(EXERCISE): Count how many lines of the records contain the word "grass". Give only the number.

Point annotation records
________________________________________

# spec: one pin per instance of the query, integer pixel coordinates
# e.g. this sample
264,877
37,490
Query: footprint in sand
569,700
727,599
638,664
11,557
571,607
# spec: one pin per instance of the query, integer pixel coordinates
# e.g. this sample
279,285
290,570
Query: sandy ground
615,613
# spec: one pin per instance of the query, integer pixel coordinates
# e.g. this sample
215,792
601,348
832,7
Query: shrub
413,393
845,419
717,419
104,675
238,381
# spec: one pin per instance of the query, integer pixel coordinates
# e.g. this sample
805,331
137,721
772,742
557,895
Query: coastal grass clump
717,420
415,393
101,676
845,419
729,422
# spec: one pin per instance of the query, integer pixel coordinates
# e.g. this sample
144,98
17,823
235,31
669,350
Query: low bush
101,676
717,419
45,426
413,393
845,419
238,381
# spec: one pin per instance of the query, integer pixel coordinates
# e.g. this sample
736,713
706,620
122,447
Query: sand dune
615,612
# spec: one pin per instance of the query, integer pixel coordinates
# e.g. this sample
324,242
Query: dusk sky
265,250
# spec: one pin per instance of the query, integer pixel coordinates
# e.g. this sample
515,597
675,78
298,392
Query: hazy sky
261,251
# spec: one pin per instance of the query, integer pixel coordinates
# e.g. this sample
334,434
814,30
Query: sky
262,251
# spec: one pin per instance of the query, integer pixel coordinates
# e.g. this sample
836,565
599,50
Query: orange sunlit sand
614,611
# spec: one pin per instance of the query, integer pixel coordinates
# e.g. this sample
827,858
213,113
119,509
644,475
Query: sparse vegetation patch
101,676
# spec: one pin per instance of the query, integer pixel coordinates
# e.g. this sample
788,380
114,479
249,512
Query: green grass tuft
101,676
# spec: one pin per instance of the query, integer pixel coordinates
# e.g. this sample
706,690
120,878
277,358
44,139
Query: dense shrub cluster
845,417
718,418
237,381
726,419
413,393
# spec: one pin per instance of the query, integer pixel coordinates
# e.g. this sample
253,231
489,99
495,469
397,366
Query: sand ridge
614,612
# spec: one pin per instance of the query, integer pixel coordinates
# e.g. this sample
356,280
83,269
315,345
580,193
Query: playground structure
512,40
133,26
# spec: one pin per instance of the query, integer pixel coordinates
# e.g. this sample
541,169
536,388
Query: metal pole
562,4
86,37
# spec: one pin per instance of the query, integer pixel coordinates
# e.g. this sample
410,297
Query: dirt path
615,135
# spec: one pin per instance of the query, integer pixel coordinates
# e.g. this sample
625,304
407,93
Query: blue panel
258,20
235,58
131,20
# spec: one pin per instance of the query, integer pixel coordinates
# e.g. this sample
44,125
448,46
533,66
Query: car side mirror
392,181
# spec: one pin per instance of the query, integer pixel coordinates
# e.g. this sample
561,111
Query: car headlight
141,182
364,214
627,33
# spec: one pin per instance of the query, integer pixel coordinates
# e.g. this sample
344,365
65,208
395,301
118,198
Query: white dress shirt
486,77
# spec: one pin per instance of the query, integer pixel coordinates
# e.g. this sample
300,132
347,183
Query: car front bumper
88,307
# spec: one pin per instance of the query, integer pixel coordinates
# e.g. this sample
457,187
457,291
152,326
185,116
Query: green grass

________________________________________

(SOLUTION TO THE PROBLEM): 3